> [HOW TO COMPLETE THIS TASK] If an entry holds a picture, leave that picture out and reproduce everything else exactly.

> [GIVEN ENTRIES]
━━━━━━━━━━━━━━━━

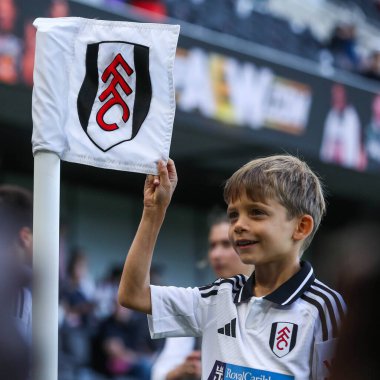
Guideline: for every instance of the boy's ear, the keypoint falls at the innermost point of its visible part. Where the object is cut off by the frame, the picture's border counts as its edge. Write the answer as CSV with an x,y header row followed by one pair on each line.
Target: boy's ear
x,y
304,227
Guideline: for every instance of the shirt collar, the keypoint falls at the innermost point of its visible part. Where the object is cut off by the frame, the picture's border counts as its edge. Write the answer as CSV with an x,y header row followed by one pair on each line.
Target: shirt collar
x,y
287,293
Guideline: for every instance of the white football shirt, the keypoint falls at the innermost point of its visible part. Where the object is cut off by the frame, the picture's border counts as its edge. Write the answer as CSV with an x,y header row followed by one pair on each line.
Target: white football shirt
x,y
288,334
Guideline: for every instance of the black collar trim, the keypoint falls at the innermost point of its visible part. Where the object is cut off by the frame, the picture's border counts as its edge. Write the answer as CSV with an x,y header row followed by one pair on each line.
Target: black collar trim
x,y
287,293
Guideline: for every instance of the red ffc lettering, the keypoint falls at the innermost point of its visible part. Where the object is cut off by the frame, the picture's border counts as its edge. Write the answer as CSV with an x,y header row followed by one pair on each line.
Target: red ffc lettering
x,y
282,338
112,90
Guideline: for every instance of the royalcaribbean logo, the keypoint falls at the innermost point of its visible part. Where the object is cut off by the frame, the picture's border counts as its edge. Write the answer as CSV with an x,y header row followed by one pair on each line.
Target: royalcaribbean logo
x,y
226,371
283,338
116,92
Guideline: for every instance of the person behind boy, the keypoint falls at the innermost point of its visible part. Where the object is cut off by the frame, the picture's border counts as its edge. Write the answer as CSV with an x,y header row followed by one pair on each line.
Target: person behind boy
x,y
281,322
180,359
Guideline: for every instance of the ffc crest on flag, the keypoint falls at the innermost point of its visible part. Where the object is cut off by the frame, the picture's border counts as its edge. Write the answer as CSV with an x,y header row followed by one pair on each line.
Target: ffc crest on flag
x,y
103,92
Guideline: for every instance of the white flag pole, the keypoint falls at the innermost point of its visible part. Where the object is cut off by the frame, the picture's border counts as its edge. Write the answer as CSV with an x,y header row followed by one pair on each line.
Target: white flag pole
x,y
45,265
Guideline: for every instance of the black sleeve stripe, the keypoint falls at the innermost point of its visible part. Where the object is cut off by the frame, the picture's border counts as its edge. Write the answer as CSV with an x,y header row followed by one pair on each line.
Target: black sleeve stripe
x,y
210,293
234,281
336,298
329,308
321,313
22,301
215,283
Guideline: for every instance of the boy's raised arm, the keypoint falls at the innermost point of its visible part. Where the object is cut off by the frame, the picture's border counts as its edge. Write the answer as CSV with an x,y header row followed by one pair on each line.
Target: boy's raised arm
x,y
134,291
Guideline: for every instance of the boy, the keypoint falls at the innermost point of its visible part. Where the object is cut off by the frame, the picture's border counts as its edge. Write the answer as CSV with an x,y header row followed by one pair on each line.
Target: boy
x,y
178,360
281,323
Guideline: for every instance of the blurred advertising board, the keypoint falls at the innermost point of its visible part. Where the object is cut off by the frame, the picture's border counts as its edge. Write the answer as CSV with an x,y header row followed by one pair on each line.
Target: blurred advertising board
x,y
274,104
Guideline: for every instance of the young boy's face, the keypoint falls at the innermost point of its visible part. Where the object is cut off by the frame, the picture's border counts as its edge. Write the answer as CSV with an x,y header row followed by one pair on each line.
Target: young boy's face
x,y
261,232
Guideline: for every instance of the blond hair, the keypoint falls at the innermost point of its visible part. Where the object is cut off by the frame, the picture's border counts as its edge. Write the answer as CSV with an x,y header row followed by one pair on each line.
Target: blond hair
x,y
284,178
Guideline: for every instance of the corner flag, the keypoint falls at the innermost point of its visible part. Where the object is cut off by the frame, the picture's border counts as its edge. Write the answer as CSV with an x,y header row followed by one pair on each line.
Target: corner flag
x,y
103,95
103,92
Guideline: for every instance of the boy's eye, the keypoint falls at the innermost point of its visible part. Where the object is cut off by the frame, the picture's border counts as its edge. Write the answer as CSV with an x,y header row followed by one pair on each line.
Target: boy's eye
x,y
257,212
232,215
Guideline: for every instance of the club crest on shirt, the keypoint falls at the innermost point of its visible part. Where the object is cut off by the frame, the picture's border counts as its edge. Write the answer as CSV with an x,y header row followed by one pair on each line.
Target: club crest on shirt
x,y
283,337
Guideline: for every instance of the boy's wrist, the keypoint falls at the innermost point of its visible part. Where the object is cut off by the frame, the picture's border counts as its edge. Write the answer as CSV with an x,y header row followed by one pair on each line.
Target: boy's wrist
x,y
154,212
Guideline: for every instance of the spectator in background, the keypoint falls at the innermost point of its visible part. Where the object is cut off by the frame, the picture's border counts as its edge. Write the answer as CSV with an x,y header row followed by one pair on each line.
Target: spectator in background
x,y
181,359
343,47
10,44
78,322
16,214
372,68
122,346
341,141
357,354
106,292
156,8
372,136
354,267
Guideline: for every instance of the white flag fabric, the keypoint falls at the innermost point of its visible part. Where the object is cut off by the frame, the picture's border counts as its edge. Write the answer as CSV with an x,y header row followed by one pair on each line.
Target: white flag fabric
x,y
103,92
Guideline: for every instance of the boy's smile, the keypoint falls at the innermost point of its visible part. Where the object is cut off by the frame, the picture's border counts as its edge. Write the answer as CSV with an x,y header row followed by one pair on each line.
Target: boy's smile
x,y
261,232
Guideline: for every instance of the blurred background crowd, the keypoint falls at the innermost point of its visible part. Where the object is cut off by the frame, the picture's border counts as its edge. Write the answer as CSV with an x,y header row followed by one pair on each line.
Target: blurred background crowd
x,y
253,77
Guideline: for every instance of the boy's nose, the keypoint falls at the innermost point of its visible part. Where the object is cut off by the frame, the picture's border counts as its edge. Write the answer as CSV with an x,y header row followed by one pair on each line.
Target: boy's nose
x,y
240,225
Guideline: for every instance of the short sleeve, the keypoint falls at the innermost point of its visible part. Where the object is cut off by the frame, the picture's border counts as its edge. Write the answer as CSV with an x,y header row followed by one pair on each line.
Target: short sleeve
x,y
322,359
175,312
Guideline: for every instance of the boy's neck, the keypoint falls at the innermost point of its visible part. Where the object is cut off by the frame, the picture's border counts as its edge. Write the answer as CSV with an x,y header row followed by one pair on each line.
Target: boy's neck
x,y
269,277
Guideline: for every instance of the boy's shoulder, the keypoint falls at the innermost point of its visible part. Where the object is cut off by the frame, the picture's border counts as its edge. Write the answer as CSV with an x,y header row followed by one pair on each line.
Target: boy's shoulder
x,y
327,305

━━━━━━━━━━━━━━━━

> [OUTPUT]
Guideline: for every instance of the boy's ear, the keypoint falls at the innermost point of its visible part. Where the object is cut off by the frame, the picture's border counts as its edge. Write the answer as CSV with an x,y header row followed by one pair on each line.
Target: boy's ear
x,y
304,227
Guideline: for every instance of the shirt collar, the keypoint falls at the innermost point of its visible part. Where the object is cut off by the frame, the picture's border counts as its edge. Write the answer as CSV with an x,y header row followed by one pair on each line.
Target: shirt collar
x,y
287,293
Guideline: for every instance of the white football shirt, the keypoint falls at the innermost point of its visible part. Where the object is cut off by the frame, the picture's border counts as its edge. Write the answer as CSV with an x,y header row followed by one pair on each line.
Target: white football shirt
x,y
288,334
Guideline: for every instance of the black collar trim, the keypoint falls at the innermost point of its visible part. Where the object is cut off by the frame, the picture's border counts as its edge. Write the answer as CSV with an x,y header row followed by one pair on each line.
Target: black collar trim
x,y
287,293
Guideline: for every instance of the red ffc lettering, the keypoint falls at the innermost point of its visible part. Where the object is cut off by the frame, the picture's border counts as its edge. Write the answer as CSV with an x,y header row followed by one pair on each line.
Target: red ffc lettering
x,y
282,338
112,90
Guideline: for every instance of the royalcaribbean logo, the keypoint falls at the innermost point of its visible part. Where the object is cut off by the frame, the picture's border counts as its edge. Write the answer as CSV with an x,y header row followed by one pair on each line.
Target: royalcaribbean logo
x,y
226,371
283,338
116,92
Guideline: for every instance of the person behind boy, the keypoint falls at the innermost point of its visible part. Where the object is cut off by the frame, the picture's border counts as its edge. Write the answer as CSV with an x,y header row followed by one pair on each line.
Target: person behind boy
x,y
281,322
180,359
Guideline: for every instance of the ffc crest on flag, the keypoint falls at the innermost point of its visible part. Where the object is cut off by the frame, the picture's border counts as its edge. Write the answer as CSV with an x,y header row followed by one pair on each line.
Target: ffc crest on flag
x,y
103,92
Guideline: for every instance of the white flag pole, the keypoint falls at the innermost point of its visible part. Where the object is cut off by the frame, the picture's border counts as its edge. Write the answer as CSV with an x,y header row followed by one pair on each line.
Target: white flag pole
x,y
45,265
Guideline: for every instance of the black sleeve stripe, the keypoint falls at the innermost point of its visible part. Where the object is cut off by the frame, the picture's border counts as its edge. Write the answer as CSV with an x,y header row followed by one pair on each line.
Target: black sleeve stripe
x,y
210,293
234,281
336,298
329,308
321,313
22,301
215,283
Guideline: for every instance of the boy's raised arm, the keypoint falls at the innermost point of its visible part. Where the object is cut off by the frame, the picture's border counts as its edge. Write the answer as CSV with an x,y header row followed by one pair on each line.
Target: boy's raised arm
x,y
134,291
Guideline: for every instance of the boy, the keypoint falls at the innermost point of its visible part. Where the object is cut off by the frame, the picture's border counts as its edge. Write the answer as CSV with an x,y header row followed by one pair on each line.
Target: boy
x,y
178,360
281,323
Guideline: for every instance of the blurred advertising board, the keypoint falls at the innermost point of its visible part. Where the object is cut off by the frame, the picture's border counts as its edge. Write the answer as CSV with an x,y header row followed by one pair on each line.
Target: blurred advertising board
x,y
274,104
Guideline: for every instance of the young boy's face, the keypoint falls at the innermost point of its visible part. Where the object is cut off by the frame, the picture's border counts as its edge. Write the answer as CSV with an x,y header row followed by one pair on each line.
Target: young boy's face
x,y
261,232
Guideline: for every instance of the blond hair, the keypoint falls at the innermost point of its visible part. Where the object is cut off by the frame, the picture's border counts as its edge. Write the answer as CSV with an x,y header row followed by one pair on each line.
Target: blond hair
x,y
284,178
Guideline: for every instance of the corner flag, the keypoint falls at the innermost point of its visible part. Where the object is cut off by the frame, the picture's border counts as its edge. Write the answer as CSV with an x,y header row followed by one pair on each line.
Target: corner flag
x,y
103,95
103,92
Guideline: for every instance of the boy's eye, the keypoint falls at the innermost point of its visible part. Where the object is cut off by the frame, the picture's border counts as its edge. Write the answer as CSV with an x,y header row followed by one pair on each line.
Target: boy's eye
x,y
257,212
232,215
Guideline: for every instance of the club crest on shirt, the keypoint falls at the innermost point of its visible part. Where the object is cut off by the frame, the picture's border counts as its edge. Write the answer as CSV with an x,y header row followed by one pair on each line.
Target: club crest on shirt
x,y
283,337
Guideline: for every instance of the boy's wrist, the keypoint falls at the innermost point of its visible part. Where the object is cut off by the frame, the picture's border counts as its edge. Write the answer as CSV with an x,y header row followed by one pair on each line.
Target: boy's wrist
x,y
154,212
Guideline: for every instance of the spectator in background, the keypoint falls at the innermost point of its visible part. Where the object is cut off by the frame, the picture's border counts as its edge. Write the answer as CSV with an x,y header row followed by one pair on each line.
Target: spectator in background
x,y
181,359
343,47
10,44
78,322
16,214
372,68
122,346
341,141
357,354
106,292
156,8
372,136
354,267
Guideline: for every instance of the white flag fabric, the keypoint falls at the innermost point of its visible part. Where the object is cut off by the frame, the picture's border counts as its edge. Write the answer as CSV with an x,y header row followed by one pair on each line.
Target: white flag fabric
x,y
103,92
Guideline: for every instance of the boy's smile, the keypoint falls at the innermost point of its visible part. Where the object is cut off by the frame, the picture's border counts as its edge. Write the answer as CSV with an x,y header row followed by one pair on each line.
Target: boy's smile
x,y
261,232
Guideline: for every instance of the blurred background crowd, the keypoint falls at the innermost point of its visible part. Where the object is cut off by the frame, the picture's border counts as its edge. Write the answer as CSV with an x,y header row followed by one pair on each line.
Target: blurred background crowd
x,y
253,77
Guideline: for every instance of the boy's nose, the keypoint falls at the innermost point of its visible part. Where the object is cut off by the frame, the picture's border counts as its edge. Write the answer as CSV with an x,y header row followed by one pair on each line.
Target: boy's nose
x,y
240,225
Guideline: for every instance of the short sleeve, the keypoint falls at the innermost point of its visible part. Where the object is cut off by the frame, the picture's border counts as its edge. Write the answer as CSV with an x,y header row followed by one pair on each line.
Target: short sleeve
x,y
322,359
175,312
Guideline: for every instance of the boy's neck, the keypoint falls at the innermost point of its visible part. Where the object is cut off by the frame, the picture's border counts as its edge. Write the answer as CSV with an x,y header row followed by one pair on each line.
Target: boy's neck
x,y
269,277
Guideline: for every instance of the boy's shoulder, the keypoint falls at the innermost point of its visible part. Where the object is cut off by the frame, the picture's border counts as its edge. Write the answer as CSV with an x,y header row followed by one pair on each line.
Target: boy's shoulder
x,y
327,305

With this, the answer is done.